---- Records shown

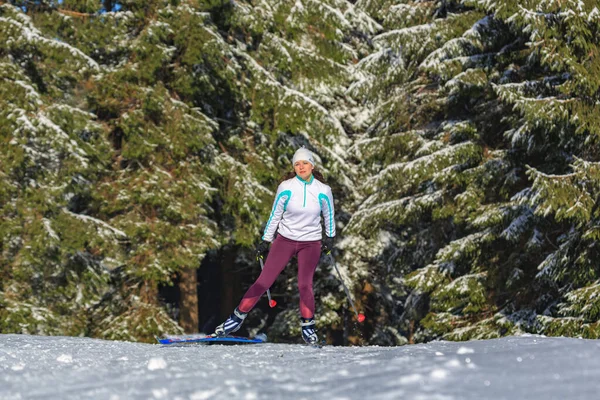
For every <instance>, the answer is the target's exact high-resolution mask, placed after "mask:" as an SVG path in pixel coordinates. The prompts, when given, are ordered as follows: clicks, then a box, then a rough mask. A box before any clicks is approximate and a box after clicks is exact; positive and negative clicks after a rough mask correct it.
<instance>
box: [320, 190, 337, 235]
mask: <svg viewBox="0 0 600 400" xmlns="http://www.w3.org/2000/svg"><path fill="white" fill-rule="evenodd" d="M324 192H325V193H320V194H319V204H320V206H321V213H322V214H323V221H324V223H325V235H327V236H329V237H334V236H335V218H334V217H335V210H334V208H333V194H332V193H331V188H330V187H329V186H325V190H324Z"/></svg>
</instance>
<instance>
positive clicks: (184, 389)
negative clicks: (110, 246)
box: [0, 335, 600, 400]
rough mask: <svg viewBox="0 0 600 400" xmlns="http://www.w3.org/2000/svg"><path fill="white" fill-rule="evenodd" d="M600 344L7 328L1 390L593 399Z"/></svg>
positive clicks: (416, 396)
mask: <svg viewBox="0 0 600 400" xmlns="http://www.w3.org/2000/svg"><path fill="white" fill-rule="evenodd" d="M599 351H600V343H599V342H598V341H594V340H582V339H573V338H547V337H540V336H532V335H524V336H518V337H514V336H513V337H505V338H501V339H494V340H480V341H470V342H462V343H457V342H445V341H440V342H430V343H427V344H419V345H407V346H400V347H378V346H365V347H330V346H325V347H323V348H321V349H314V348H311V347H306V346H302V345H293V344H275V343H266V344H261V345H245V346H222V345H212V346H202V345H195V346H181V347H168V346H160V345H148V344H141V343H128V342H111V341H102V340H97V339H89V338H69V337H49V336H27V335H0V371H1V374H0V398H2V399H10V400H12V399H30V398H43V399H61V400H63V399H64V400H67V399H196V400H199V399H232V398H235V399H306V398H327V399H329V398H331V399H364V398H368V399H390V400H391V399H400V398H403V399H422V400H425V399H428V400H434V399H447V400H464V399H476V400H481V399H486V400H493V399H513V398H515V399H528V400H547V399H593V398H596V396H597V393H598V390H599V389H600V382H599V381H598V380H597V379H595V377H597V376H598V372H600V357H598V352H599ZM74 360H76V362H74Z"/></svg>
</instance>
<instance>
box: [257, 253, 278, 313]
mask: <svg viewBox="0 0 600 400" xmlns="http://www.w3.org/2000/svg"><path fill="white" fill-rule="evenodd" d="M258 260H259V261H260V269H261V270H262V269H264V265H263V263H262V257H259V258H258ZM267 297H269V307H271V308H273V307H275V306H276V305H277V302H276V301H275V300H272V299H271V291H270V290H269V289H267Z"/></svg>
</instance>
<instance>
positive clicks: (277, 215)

--------

### Problem
Reproduce the records verbatim, starting at their beginning and ending with the line that contains "box: [0, 335, 600, 400]", both included, and omit the pictures.

### Your solution
For every <instance>, the answer is the target's exact high-resolution mask, placed after "mask:" as an SVG path in pixel coordinates. The prompts, when given, are ordered as follows: clicks, then a box, then a rough mask. A box before any clicks is approximate and a box after clicks is exact; positive and negative clicks after a rough mask correct it.
<instance>
box: [320, 190, 337, 235]
mask: <svg viewBox="0 0 600 400" xmlns="http://www.w3.org/2000/svg"><path fill="white" fill-rule="evenodd" d="M324 192H325V193H320V194H319V204H320V206H321V213H322V214H323V221H324V223H325V235H327V236H329V237H334V236H335V218H334V217H335V210H334V208H333V194H332V193H331V188H330V187H329V186H325V190H324Z"/></svg>
</instance>
<instance>
positive clicks: (184, 389)
negative clicks: (110, 246)
box: [0, 335, 600, 400]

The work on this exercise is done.